━━━━━ GIVEN DATA ━━━━━
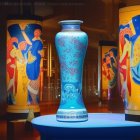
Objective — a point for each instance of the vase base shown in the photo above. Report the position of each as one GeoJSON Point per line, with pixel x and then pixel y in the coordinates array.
{"type": "Point", "coordinates": [132, 115]}
{"type": "Point", "coordinates": [71, 115]}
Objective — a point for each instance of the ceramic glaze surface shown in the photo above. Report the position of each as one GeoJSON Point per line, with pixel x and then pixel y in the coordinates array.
{"type": "Point", "coordinates": [71, 44]}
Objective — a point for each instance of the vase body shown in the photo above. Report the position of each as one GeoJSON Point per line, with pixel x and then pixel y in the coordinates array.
{"type": "Point", "coordinates": [129, 61]}
{"type": "Point", "coordinates": [71, 44]}
{"type": "Point", "coordinates": [24, 47]}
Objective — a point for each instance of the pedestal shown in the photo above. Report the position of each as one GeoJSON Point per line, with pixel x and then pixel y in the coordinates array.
━━━━━
WHAT IS EXPECTED:
What is needed is an exact retyping of every line from the one containing "Objective — a point for each instance of the ceramic" through the final line of the entries, and only those lines.

TASK RESPONSE:
Objective — a point for each instance of the ceramic glaze surface shown in the photo above. Report the position of each as one GeoJSON Point per line, with pixel x and then pixel y in the coordinates array.
{"type": "Point", "coordinates": [71, 44]}
Objective — a point for each instance of the vase body shown in the photo above. Report the position of each as one GeoJSON Point per line, with pixel x and then pixel y in the coordinates array.
{"type": "Point", "coordinates": [129, 61]}
{"type": "Point", "coordinates": [71, 44]}
{"type": "Point", "coordinates": [24, 47]}
Objective — a point for each instance of the pedestal shown in the photo above. Report the position of each as one GeoJSON Point per line, with pixel x and then pixel y in the coordinates array.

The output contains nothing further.